For further info on dmg storage command usage run dmg storage --help.

To release the NVMe drives from the user-space drivers and bind them back to the kernel "nvme" driver so they can be used by the OS (and reappear as /dev/nvme* block devices), run daos_server nvme reset with any relevant options (see command help for details). The reset command will also release any hugepages used by no-longer-active SPDK processes.

daos_server nvme scan will perform a subsequent reset implicitly so manual reset is not required but a stopped daos_server may not reset device bindings and hugepage resources and may require a manual reset to do so.

Warning

Due to SPDK issue 2926, if VMD is enabled and PCI_ALLOWED list is set to a subset of available VMD controllers (as specified in the server config file) then the backing devices of the unselected VMD controllers will be bound to no driver and therefore inaccessible from both OS and SPDK. Workaround is to run daos_server nvme scan --ignore-config to reset driver bindings for all VMD controllers.

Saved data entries
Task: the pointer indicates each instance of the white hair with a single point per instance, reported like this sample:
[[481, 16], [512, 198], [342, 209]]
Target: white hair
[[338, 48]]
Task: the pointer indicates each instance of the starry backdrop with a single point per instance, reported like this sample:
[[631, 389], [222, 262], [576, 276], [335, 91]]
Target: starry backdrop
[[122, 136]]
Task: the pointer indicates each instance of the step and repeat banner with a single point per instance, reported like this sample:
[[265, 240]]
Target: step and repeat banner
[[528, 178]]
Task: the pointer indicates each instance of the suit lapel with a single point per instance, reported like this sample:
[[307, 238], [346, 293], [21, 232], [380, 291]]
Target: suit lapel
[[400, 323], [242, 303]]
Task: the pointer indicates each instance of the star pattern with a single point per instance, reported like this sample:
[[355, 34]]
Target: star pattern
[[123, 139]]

• **Work to do**
(a) Answer these questions using the page extract:
(i) Which command binds the NVMe drives back to the kernel "nvme" driver?
(ii) Apart from driver bindings, what does that command also release?
(iii) What command does the warning give as the workaround for SPDK issue 2926?
(b) Repeat the page extract word for word, from "daos_server nvme scan will" up to and including "all VMD controllers.".
These entries were taken from a separate source.

• **The answers**
(a)
(i) daos_server nvme reset
(ii) Any hugepages used by no-longer-active SPDK processes
(iii) daos_server nvme scan --ignore-config

(b)
daos_server nvme scan will perform a subsequent reset implicitly so manual reset is not required but a stopped daos_server may not reset device bindings and hugepage resources and may require a manual reset to do so.

Warning

Due to SPDK issue 2926, if VMD is enabled and PCI_ALLOWED list is set to a subset of available VMD controllers (as specified in the server config file) then the backing devices of the unselected VMD controllers will be bound to no driver and therefore inaccessible from both OS and SPDK. Workaround is to run daos_server nvme scan --ignore-config to reset driver bindings for all VMD controllers.